> _AIM OF THE EXERCISE_:
Please show each line below that contains the word "railing", copying every such line in full.
>>>>>
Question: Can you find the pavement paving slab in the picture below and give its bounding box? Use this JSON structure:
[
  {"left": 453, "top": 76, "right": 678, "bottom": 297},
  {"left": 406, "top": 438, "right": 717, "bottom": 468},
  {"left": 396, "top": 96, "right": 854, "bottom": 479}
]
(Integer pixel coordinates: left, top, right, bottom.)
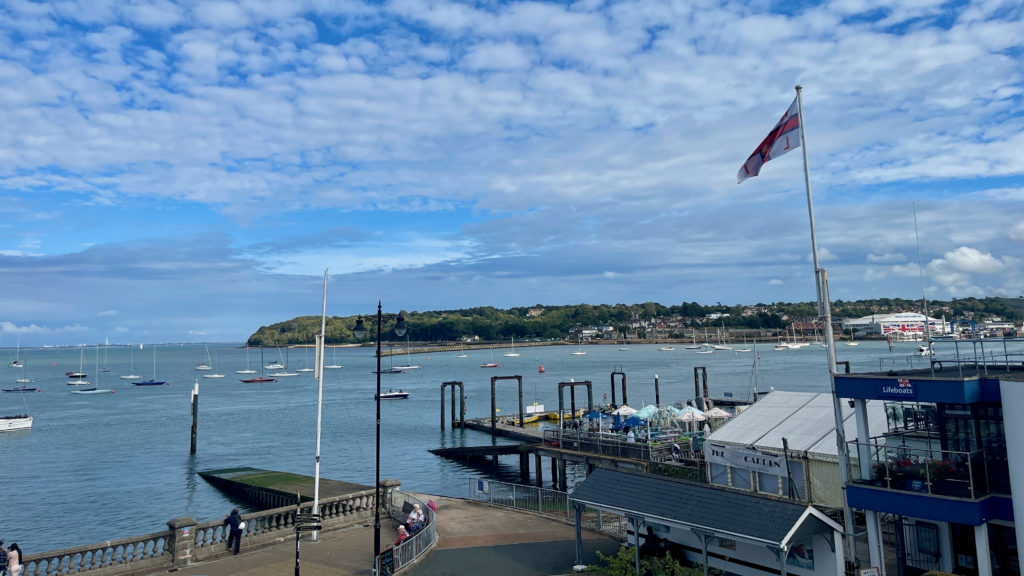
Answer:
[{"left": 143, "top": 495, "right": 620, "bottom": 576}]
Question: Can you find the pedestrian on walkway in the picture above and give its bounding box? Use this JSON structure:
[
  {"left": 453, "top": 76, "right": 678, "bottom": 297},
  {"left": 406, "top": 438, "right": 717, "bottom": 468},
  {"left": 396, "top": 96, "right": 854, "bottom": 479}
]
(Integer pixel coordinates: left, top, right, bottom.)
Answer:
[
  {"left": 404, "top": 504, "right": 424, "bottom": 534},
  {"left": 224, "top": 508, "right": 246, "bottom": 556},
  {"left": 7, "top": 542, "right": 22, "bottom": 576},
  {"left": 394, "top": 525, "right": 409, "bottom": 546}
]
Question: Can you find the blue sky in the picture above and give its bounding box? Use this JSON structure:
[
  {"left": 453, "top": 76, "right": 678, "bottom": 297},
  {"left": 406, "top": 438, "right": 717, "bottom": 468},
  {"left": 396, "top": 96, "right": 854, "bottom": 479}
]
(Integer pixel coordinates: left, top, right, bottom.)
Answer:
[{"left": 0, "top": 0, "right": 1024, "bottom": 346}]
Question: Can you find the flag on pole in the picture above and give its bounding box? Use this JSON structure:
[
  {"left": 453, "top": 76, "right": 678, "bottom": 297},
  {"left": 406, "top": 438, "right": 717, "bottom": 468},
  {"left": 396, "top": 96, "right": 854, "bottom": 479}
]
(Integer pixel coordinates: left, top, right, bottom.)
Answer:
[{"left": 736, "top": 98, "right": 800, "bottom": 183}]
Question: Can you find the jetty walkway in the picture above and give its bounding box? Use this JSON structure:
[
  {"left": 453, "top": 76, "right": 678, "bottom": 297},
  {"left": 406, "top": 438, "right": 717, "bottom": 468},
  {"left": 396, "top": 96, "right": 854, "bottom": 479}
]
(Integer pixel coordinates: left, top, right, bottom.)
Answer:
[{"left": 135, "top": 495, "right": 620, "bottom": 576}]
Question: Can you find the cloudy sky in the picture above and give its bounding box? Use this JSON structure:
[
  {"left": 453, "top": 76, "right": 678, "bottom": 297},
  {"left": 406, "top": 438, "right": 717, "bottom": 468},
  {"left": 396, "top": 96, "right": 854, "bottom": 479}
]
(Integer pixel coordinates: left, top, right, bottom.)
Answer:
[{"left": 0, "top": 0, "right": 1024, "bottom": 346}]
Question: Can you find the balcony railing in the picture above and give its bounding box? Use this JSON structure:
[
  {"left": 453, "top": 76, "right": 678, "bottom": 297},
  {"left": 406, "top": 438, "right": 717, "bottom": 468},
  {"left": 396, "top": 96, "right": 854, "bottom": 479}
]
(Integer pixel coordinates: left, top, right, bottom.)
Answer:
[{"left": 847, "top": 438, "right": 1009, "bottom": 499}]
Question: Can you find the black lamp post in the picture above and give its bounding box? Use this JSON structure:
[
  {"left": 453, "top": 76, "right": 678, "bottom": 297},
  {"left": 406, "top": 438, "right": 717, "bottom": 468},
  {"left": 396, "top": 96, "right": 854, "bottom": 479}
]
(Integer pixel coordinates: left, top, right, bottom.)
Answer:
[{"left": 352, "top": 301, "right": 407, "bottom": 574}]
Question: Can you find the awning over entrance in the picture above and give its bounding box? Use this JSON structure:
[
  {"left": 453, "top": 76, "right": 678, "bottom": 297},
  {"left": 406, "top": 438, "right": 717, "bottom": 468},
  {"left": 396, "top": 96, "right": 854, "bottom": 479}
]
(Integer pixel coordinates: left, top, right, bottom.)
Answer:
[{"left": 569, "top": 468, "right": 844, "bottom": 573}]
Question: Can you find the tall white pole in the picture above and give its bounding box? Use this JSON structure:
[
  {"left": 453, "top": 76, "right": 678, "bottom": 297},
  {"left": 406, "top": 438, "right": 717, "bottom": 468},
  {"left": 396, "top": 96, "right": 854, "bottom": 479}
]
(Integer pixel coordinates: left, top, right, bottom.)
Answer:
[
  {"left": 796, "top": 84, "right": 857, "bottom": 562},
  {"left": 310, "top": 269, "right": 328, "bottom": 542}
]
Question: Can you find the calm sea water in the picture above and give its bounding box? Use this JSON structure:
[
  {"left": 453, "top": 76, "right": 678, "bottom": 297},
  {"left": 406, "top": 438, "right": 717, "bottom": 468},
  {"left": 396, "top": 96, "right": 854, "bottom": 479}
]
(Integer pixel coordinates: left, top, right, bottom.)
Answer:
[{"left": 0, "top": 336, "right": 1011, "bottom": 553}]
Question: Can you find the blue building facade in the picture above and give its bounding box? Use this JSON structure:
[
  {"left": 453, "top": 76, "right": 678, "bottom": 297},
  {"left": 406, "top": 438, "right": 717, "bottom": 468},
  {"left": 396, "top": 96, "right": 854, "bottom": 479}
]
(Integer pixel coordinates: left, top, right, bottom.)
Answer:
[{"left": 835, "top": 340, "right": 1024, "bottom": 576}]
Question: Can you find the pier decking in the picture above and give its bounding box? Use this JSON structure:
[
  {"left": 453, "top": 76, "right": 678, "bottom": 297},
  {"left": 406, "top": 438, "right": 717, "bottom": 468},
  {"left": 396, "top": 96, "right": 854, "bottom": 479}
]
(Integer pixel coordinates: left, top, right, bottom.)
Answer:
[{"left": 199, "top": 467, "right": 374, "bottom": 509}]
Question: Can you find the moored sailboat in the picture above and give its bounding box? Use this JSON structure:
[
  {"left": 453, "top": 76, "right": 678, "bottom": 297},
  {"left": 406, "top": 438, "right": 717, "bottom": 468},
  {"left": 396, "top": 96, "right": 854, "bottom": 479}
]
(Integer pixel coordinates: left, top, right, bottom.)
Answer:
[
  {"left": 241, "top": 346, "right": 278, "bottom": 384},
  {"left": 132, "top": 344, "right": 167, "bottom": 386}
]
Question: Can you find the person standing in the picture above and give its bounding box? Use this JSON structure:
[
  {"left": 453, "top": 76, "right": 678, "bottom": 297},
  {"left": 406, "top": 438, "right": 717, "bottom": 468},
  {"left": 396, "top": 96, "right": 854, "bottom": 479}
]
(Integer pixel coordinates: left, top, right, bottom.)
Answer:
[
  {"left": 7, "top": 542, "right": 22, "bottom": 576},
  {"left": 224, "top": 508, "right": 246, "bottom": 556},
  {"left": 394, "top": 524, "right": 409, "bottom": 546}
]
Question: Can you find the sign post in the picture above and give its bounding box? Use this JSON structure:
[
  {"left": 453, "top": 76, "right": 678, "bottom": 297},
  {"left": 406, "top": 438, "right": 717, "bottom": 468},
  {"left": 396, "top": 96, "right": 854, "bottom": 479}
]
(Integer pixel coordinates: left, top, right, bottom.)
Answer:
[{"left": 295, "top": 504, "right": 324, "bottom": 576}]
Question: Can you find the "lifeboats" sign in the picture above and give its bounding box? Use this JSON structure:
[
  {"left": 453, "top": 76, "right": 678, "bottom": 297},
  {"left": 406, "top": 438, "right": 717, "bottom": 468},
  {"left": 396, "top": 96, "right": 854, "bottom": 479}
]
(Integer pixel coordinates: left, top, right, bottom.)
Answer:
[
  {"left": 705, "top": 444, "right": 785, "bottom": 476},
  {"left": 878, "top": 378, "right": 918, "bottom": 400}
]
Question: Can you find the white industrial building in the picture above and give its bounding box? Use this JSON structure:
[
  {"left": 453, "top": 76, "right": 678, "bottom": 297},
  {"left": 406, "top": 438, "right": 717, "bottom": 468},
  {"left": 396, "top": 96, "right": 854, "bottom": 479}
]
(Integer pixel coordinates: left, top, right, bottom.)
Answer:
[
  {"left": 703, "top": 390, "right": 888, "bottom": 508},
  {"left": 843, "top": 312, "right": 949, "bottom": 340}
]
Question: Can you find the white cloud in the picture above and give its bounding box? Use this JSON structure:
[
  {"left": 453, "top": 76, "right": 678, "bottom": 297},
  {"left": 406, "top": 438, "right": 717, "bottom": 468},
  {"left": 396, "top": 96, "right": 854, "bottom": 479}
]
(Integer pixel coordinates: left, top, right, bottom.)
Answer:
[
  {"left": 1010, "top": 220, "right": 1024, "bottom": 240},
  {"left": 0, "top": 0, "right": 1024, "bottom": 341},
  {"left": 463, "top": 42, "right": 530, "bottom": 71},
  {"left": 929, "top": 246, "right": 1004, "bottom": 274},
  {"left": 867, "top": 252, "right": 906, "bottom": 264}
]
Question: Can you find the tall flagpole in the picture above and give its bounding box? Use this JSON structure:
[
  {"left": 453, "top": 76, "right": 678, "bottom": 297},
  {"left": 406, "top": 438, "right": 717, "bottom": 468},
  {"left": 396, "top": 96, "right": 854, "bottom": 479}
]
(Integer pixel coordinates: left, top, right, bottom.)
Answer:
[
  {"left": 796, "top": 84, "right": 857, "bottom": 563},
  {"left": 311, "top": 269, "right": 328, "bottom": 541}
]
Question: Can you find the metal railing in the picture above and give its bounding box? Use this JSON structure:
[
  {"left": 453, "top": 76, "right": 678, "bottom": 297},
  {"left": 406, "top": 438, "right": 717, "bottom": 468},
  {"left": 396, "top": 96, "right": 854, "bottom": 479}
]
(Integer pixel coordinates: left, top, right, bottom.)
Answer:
<<<<<
> _EXPECTED ANSWER_:
Question: Can you find the balcony railing in the picture above and give its bounding box? Use this JSON structure:
Question: Can you find the metal railing in the picture above and give its bounding box? Use this JSON structure:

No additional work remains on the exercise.